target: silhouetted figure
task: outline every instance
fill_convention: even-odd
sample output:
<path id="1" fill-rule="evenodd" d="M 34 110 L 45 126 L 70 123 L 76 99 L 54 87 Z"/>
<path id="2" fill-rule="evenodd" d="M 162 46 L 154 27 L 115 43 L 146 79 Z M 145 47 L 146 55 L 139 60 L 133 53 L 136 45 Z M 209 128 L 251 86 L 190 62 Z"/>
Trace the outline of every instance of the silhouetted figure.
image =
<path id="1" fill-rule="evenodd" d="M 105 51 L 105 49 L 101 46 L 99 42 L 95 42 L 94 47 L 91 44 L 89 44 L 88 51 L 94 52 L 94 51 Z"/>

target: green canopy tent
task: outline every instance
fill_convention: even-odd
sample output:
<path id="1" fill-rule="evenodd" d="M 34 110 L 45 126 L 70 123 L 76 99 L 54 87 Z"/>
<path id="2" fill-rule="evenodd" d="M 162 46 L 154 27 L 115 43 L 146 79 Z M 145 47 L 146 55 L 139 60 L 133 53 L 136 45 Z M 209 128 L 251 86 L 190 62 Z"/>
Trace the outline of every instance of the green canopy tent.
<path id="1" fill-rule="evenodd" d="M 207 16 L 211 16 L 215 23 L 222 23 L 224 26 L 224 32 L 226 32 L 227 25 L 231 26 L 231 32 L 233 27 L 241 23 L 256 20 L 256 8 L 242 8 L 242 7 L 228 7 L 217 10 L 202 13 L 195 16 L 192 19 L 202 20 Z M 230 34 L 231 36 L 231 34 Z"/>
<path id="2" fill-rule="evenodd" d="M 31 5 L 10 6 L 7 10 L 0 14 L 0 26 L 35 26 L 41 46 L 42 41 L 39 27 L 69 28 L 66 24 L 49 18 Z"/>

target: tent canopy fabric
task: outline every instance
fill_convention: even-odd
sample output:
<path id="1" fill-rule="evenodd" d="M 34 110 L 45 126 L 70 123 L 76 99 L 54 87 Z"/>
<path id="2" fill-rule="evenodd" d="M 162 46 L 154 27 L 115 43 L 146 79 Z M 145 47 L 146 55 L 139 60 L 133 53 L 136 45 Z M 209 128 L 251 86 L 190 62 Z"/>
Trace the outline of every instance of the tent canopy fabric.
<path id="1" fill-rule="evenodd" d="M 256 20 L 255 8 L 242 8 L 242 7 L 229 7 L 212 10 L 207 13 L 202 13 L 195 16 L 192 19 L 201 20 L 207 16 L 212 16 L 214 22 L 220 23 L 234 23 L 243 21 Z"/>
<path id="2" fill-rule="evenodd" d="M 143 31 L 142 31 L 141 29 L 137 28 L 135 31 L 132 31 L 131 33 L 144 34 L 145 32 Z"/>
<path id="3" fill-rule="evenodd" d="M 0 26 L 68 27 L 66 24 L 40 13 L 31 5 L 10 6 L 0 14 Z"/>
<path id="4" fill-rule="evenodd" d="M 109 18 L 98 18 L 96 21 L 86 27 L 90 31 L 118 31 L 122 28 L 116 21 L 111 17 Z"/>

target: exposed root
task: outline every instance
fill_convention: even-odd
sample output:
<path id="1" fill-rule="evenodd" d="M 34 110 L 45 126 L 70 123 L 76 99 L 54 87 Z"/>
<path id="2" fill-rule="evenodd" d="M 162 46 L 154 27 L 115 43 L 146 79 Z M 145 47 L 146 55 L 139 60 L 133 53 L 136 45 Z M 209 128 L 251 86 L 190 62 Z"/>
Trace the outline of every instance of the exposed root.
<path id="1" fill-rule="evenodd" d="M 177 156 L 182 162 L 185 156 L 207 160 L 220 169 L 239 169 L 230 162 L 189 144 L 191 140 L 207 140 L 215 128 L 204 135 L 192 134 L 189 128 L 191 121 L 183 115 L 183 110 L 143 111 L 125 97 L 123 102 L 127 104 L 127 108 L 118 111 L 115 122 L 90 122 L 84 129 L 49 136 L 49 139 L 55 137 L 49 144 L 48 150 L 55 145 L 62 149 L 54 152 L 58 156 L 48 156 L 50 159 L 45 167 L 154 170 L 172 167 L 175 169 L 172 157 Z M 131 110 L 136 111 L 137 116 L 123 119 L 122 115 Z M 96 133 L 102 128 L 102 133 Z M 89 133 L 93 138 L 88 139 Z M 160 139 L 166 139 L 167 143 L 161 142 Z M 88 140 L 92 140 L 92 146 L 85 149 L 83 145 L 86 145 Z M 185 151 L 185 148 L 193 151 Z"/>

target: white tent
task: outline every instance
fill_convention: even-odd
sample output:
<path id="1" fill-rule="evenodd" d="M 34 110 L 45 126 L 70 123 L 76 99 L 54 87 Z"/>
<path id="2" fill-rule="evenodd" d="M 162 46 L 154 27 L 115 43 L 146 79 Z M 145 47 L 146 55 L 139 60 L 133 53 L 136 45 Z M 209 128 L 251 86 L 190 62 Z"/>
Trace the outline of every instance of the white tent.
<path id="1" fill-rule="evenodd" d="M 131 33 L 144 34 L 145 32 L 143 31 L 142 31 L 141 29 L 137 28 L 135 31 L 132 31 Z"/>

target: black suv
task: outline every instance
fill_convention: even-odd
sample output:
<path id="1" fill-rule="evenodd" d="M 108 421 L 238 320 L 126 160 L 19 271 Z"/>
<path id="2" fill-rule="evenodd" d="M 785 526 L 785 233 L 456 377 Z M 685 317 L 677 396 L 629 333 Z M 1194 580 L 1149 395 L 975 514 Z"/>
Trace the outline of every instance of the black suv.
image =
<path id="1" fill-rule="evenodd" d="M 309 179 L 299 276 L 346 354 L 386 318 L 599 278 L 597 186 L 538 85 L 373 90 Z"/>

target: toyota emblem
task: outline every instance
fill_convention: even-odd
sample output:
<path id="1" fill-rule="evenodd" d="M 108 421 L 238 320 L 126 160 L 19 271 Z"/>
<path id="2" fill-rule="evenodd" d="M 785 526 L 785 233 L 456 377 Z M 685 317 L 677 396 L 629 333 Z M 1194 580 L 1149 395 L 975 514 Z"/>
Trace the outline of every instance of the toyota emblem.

Your instructions ▸ Your task is to output all of the data above word for word.

Answer to the exercise ▸
target: silhouetted figure
task: outline every instance
fill_convention: even-odd
sample output:
<path id="1" fill-rule="evenodd" d="M 34 110 L 45 126 L 70 123 L 76 99 L 54 87 Z"/>
<path id="2" fill-rule="evenodd" d="M 162 46 L 154 27 L 115 43 L 146 79 Z M 145 47 L 146 55 L 139 60 L 133 53 L 136 45 Z M 209 128 L 251 86 L 190 62 Z"/>
Trace the outline of every instance of the silhouetted figure.
image =
<path id="1" fill-rule="evenodd" d="M 105 51 L 105 49 L 101 46 L 99 42 L 95 42 L 94 47 L 91 44 L 89 44 L 88 51 L 94 52 L 94 51 Z"/>

target: green canopy tent
task: outline every instance
fill_convention: even-odd
sample output:
<path id="1" fill-rule="evenodd" d="M 34 110 L 45 126 L 70 123 L 76 99 L 54 87 Z"/>
<path id="2" fill-rule="evenodd" d="M 162 46 L 154 27 L 115 43 L 146 79 Z M 145 47 L 146 55 L 139 60 L 133 53 L 136 45 Z M 209 128 L 251 86 L 190 62 Z"/>
Trace the outline of every instance of the green canopy tent.
<path id="1" fill-rule="evenodd" d="M 207 16 L 211 16 L 215 23 L 222 23 L 224 26 L 224 32 L 226 32 L 227 25 L 231 26 L 231 32 L 233 27 L 241 23 L 256 20 L 256 8 L 242 8 L 242 7 L 228 7 L 217 10 L 202 13 L 195 16 L 192 19 L 202 20 Z M 230 34 L 231 36 L 231 34 Z"/>
<path id="2" fill-rule="evenodd" d="M 31 5 L 10 6 L 7 10 L 0 14 L 0 26 L 35 26 L 41 46 L 42 41 L 39 27 L 69 28 L 66 24 L 49 18 Z"/>

target: tent canopy fabric
task: outline every instance
fill_convention: even-odd
sample output:
<path id="1" fill-rule="evenodd" d="M 34 110 L 45 126 L 70 123 L 76 99 L 54 87 Z"/>
<path id="2" fill-rule="evenodd" d="M 162 46 L 154 27 L 115 43 L 146 79 Z M 145 47 L 146 55 L 139 60 L 133 53 L 136 45 Z M 209 128 L 251 86 L 190 62 Z"/>
Trace the outline of every instance of the tent canopy fabric.
<path id="1" fill-rule="evenodd" d="M 256 20 L 255 8 L 242 8 L 242 7 L 229 7 L 212 10 L 207 13 L 202 13 L 195 16 L 192 19 L 201 20 L 207 16 L 212 16 L 214 22 L 220 23 L 234 23 L 243 21 Z"/>
<path id="2" fill-rule="evenodd" d="M 143 31 L 142 31 L 141 29 L 137 28 L 135 31 L 132 31 L 131 33 L 144 34 L 145 32 Z"/>
<path id="3" fill-rule="evenodd" d="M 0 26 L 68 27 L 66 24 L 40 13 L 31 5 L 10 6 L 0 14 Z"/>
<path id="4" fill-rule="evenodd" d="M 109 18 L 98 18 L 96 21 L 86 27 L 90 31 L 118 31 L 122 28 L 116 21 L 111 17 Z"/>

target: exposed root
task: outline every instance
fill_convention: even-odd
sample output:
<path id="1" fill-rule="evenodd" d="M 34 110 L 45 126 L 70 123 L 76 99 L 54 87 Z"/>
<path id="2" fill-rule="evenodd" d="M 162 46 L 154 27 L 115 43 L 146 79 Z M 145 47 L 146 55 L 139 60 L 133 53 L 136 45 Z M 209 128 L 251 86 L 190 62 Z"/>
Trace the outline of every instance of the exposed root.
<path id="1" fill-rule="evenodd" d="M 177 156 L 182 162 L 185 156 L 207 160 L 220 169 L 239 169 L 230 162 L 189 144 L 191 140 L 207 140 L 215 128 L 204 135 L 192 134 L 189 128 L 191 121 L 183 115 L 183 110 L 143 111 L 125 97 L 123 102 L 127 104 L 127 108 L 118 111 L 115 122 L 90 122 L 84 129 L 49 136 L 49 139 L 55 137 L 49 144 L 48 150 L 55 145 L 62 149 L 54 152 L 58 156 L 48 156 L 50 159 L 45 167 L 154 170 L 172 167 L 175 169 L 172 157 Z M 131 110 L 136 111 L 137 116 L 123 119 L 122 115 Z M 96 133 L 102 128 L 102 133 Z M 89 133 L 93 138 L 88 139 Z M 160 139 L 166 139 L 167 143 L 161 142 Z M 88 140 L 92 140 L 92 146 L 85 149 L 83 145 L 86 145 Z M 185 151 L 185 148 L 193 151 Z"/>

target: white tent
task: outline every instance
fill_convention: even-odd
sample output:
<path id="1" fill-rule="evenodd" d="M 34 110 L 45 126 L 70 123 L 76 99 L 54 87 Z"/>
<path id="2" fill-rule="evenodd" d="M 162 46 L 154 27 L 115 43 L 146 79 Z M 145 47 L 146 55 L 139 60 L 133 53 L 136 45 Z M 209 128 L 251 86 L 190 62 Z"/>
Trace the outline of every instance of the white tent.
<path id="1" fill-rule="evenodd" d="M 131 33 L 144 34 L 145 32 L 143 31 L 142 31 L 141 29 L 137 28 L 135 31 L 132 31 Z"/>

target: black suv
task: outline every instance
fill_convention: even-odd
sample output:
<path id="1" fill-rule="evenodd" d="M 108 421 L 238 320 L 126 160 L 19 271 Z"/>
<path id="2" fill-rule="evenodd" d="M 785 526 L 785 233 L 456 377 Z M 685 317 L 677 396 L 629 333 Z M 1194 580 L 1149 395 L 975 514 Z"/>
Trace the outline of every instance of the black suv.
image =
<path id="1" fill-rule="evenodd" d="M 309 179 L 299 276 L 346 354 L 386 318 L 599 278 L 597 186 L 538 85 L 373 90 Z"/>

target: toyota emblem
task: outline every instance
fill_convention: even-odd
sample output:
<path id="1" fill-rule="evenodd" d="M 108 421 L 238 320 L 126 160 L 19 271 Z"/>
<path id="2" fill-rule="evenodd" d="M 785 526 L 785 233 L 456 377 Z M 685 317 L 677 396 L 629 333 Z M 1194 580 L 1149 395 L 975 514 Z"/>
Trace the outline of every instance of the toyota emblem.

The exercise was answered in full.